De Quervain's causes radial-sided wrist pain.

Aetiology

The aetiology is not well understood. There are aetiologic hypotheses, but these are all based on mostly observational data. The condition affects both the abductor pollicis longus (APL) and the extensor pollicis brevis (EPB) at the first dorsal compartment, a fibro-osseous tunnel. The APL and EPB allow thumb radial abduction. Histologically the disease is noninflammatory, with thickening of the tendons and the tunnel.

It is most common in the 6-12 month postpartum period in young women. It also commonly affects early childcare workers.

It is usually atraumatic but may result after a direct blow.

Symptoms are often bilateral.

Pain caused by movement of the thumb or wrist.

Diagnosis

Based on characteristic history of atraumatic radial sided wrist pain with tenderness and enlargement of the first dorsal compartment over the radial styloid, and pain at the radial styloid with active or passive stretch of the tendons over the radial styloid in thumb flexion.

Data for analysis:
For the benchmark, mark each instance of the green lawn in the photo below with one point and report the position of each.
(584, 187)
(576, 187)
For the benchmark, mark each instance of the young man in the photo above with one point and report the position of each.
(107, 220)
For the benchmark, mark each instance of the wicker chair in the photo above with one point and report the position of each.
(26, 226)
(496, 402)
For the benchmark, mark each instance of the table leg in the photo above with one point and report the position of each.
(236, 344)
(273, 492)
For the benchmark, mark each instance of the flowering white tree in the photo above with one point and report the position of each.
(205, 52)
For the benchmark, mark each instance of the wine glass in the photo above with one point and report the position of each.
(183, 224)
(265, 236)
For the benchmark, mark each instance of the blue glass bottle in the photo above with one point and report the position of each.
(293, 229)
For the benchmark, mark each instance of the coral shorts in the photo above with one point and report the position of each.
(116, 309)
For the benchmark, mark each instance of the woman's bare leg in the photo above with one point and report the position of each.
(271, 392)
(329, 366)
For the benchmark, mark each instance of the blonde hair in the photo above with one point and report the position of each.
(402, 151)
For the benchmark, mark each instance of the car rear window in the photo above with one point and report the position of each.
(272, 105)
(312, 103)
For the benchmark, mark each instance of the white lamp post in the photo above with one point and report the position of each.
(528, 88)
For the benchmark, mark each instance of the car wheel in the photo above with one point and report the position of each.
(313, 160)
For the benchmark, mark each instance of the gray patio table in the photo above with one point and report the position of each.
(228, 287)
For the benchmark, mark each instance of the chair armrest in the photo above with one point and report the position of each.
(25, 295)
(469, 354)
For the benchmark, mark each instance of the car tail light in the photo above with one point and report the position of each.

Study questions:
a. According to the text on De Quervain's, which two tendons does the condition affect at the first dorsal compartment?
b. Continue the text on De Quervain's, picking up after its final sentence on diagnosis.

Written responses:
a. The abductor pollicis longus (APL) and the extensor pollicis brevis (EPB).

b.
Differential Diagnoses

  • Scaphoid fracture (missed)
  • Non-union of scaphoid fracture
  • De Quervain Tendinopathy
  • Scaphoid impaction syndrome
  • Intersection Syndrome
  • Flexor carpi radialis tendinopathy
  • Dorsal pole of lunate impingement on distal radius (gymnasts)
  • Scapholunate dissociation
  • Osteoarthritis of the trapeziometacarpal (TMC) joint
  • Ganglia
  • Radial sensory nerve entrapment in the forearm
  • Crystal-induced arthritis
  • C6 radicular syndrome

Imaging

  • Ultrasound may show a thickened extensor retinaculum with hypervascularity. There may be thickening of the APL and APB tendons, however the EPB may be thinned due to stenosis from a thickened extensor retinaculum.
  • Xray may help evaluate other causes such as OA of the 1st CMC joint.

Management

The condition is normally self-limited. It generally resolves after a year, and doesn't usually recur.

Activity Modification
Splinting

Forearm-based thumb spica splint with the interphalangeal joint free

Steroid Injection

See page on De Quervain Injection

Surgery

There are no placebo-controlled trials. It involves releasing the the first dorsal compartment. Complications included an erythematous, raised, and tender incision area for 6 to 12 months, injury of the superficial radial sensory nerve, failure to improve symptoms, and inability to use the wrist for a few weeks postoperatively.